▶ **What to work on**
Please gather every line of the material below that contains the string "person" and copy each one out in full. Case matters.

▶ **Extracted entries**
##############################

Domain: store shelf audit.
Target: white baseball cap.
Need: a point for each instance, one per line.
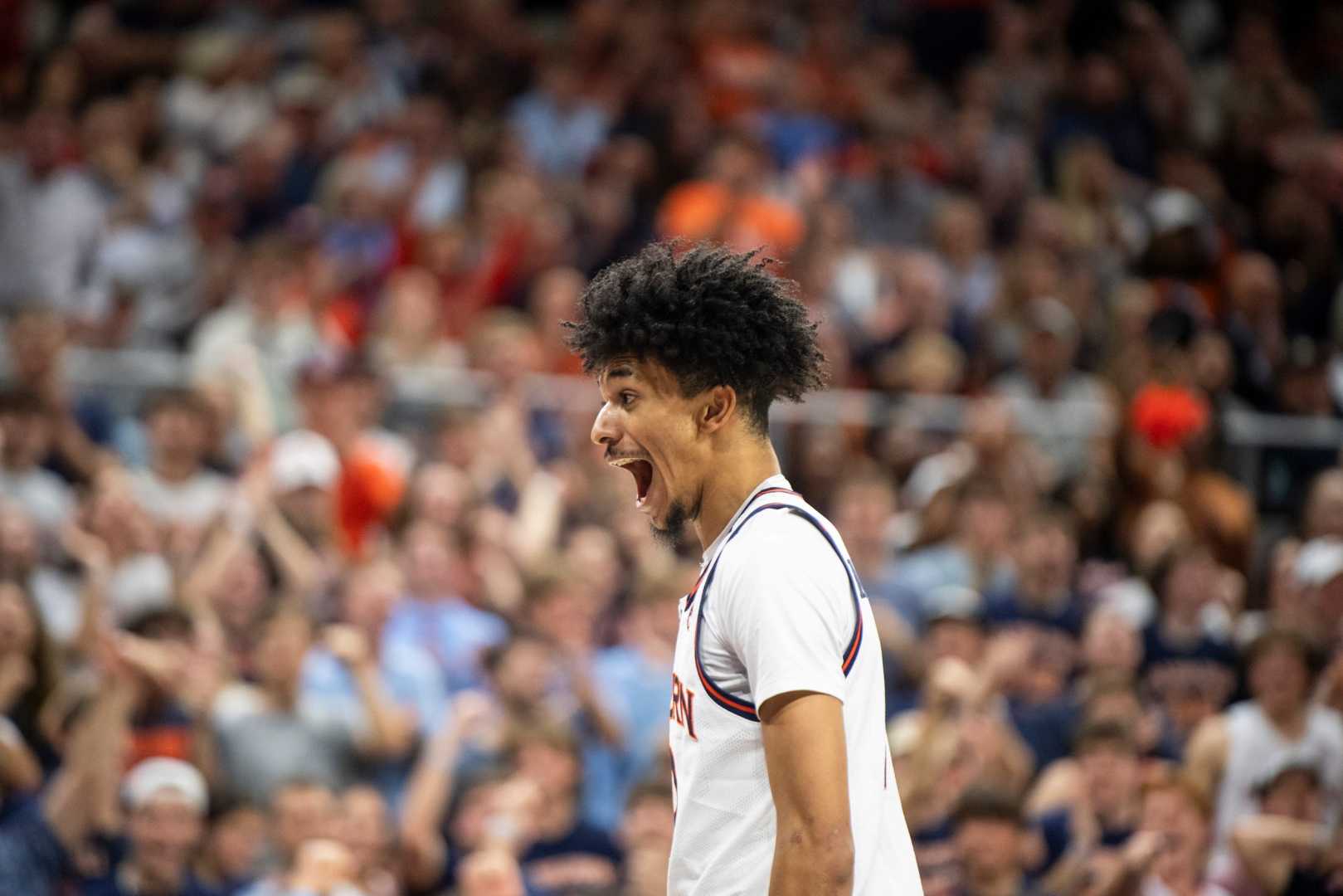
(1319, 562)
(303, 458)
(164, 778)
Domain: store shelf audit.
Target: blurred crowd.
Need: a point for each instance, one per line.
(260, 637)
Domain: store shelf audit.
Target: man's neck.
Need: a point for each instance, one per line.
(728, 485)
(173, 469)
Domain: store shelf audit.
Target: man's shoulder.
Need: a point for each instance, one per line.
(790, 535)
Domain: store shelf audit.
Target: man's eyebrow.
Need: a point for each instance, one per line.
(618, 371)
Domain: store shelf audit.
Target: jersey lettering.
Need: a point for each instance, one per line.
(683, 705)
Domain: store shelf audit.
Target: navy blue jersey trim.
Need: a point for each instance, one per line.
(739, 705)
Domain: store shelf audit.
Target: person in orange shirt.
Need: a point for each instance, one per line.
(342, 399)
(729, 204)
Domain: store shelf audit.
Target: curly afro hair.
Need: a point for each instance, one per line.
(711, 316)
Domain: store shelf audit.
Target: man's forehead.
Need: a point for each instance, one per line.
(634, 370)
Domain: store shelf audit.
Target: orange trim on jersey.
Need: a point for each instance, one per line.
(737, 705)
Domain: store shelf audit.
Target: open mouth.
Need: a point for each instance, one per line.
(642, 472)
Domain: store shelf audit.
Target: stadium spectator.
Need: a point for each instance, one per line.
(294, 486)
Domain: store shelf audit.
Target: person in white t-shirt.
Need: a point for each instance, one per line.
(781, 767)
(176, 488)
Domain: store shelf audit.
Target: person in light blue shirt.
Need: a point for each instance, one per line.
(559, 128)
(411, 679)
(431, 618)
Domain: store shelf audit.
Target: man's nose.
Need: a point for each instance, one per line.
(603, 429)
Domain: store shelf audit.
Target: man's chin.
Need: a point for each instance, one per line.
(672, 527)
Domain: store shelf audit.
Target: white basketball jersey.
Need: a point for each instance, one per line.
(778, 607)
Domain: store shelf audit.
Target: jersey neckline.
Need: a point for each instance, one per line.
(776, 481)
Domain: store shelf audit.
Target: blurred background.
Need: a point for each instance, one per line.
(310, 581)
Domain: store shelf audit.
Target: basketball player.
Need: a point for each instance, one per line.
(779, 761)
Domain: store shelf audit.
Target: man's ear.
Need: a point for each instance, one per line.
(720, 406)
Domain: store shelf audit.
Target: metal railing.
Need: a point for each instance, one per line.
(125, 377)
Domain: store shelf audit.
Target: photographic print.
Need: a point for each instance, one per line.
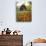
(23, 11)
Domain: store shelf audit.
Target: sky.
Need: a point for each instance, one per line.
(31, 30)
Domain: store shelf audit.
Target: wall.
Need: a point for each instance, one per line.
(36, 28)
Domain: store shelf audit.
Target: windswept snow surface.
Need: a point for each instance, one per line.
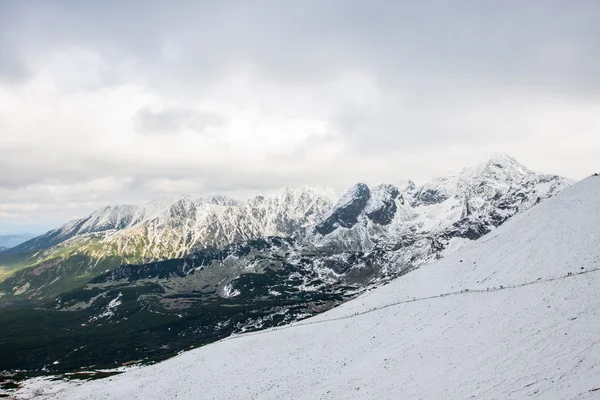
(514, 315)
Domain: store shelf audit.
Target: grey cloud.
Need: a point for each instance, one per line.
(172, 120)
(435, 64)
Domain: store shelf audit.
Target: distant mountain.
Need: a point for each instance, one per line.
(11, 240)
(367, 236)
(514, 315)
(70, 255)
(317, 260)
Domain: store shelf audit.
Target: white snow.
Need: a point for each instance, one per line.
(435, 333)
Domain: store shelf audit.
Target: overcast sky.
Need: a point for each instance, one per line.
(123, 101)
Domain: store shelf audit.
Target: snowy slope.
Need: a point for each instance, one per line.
(514, 315)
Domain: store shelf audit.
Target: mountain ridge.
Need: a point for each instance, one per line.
(513, 315)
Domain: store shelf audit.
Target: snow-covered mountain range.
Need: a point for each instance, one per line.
(513, 315)
(360, 237)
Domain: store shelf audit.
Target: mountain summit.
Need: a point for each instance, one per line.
(367, 234)
(514, 315)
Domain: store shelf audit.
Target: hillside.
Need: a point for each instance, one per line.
(514, 315)
(74, 253)
(370, 234)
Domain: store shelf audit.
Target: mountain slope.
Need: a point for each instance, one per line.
(72, 254)
(514, 315)
(8, 241)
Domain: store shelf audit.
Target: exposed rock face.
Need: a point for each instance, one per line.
(368, 235)
(345, 213)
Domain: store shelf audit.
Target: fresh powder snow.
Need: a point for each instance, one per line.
(513, 315)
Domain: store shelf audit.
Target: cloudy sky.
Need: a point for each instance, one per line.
(124, 101)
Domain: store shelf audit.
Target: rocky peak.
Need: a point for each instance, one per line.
(347, 210)
(381, 207)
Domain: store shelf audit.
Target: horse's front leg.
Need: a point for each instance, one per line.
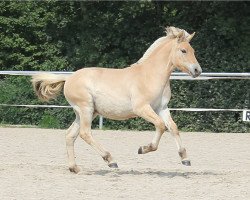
(173, 129)
(147, 113)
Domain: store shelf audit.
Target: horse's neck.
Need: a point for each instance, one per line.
(159, 64)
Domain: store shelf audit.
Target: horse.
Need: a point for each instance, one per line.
(139, 90)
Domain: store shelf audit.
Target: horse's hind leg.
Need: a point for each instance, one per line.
(86, 116)
(71, 136)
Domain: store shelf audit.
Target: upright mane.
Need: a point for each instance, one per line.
(171, 33)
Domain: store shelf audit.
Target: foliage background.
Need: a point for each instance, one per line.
(67, 36)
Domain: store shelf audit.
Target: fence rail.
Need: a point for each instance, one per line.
(174, 76)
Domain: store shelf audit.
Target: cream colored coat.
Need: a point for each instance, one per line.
(140, 90)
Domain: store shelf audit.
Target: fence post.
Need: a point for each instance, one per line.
(100, 122)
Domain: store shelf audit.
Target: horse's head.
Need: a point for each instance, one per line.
(183, 56)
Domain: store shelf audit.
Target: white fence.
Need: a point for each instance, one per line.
(174, 76)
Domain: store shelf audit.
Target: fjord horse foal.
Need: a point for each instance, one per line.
(140, 90)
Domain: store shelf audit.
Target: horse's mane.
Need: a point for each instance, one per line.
(171, 33)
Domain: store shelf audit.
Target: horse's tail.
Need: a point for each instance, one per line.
(47, 86)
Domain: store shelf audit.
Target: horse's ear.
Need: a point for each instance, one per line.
(189, 38)
(181, 36)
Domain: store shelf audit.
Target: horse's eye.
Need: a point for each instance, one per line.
(183, 51)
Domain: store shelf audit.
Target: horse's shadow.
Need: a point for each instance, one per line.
(168, 174)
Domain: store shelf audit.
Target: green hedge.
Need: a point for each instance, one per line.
(66, 36)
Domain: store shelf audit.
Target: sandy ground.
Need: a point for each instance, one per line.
(33, 165)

##############################

▶ **Exercise response**
Target: person in orange shirt.
Target: person in white t-shirt.
Target: person in light blue shirt.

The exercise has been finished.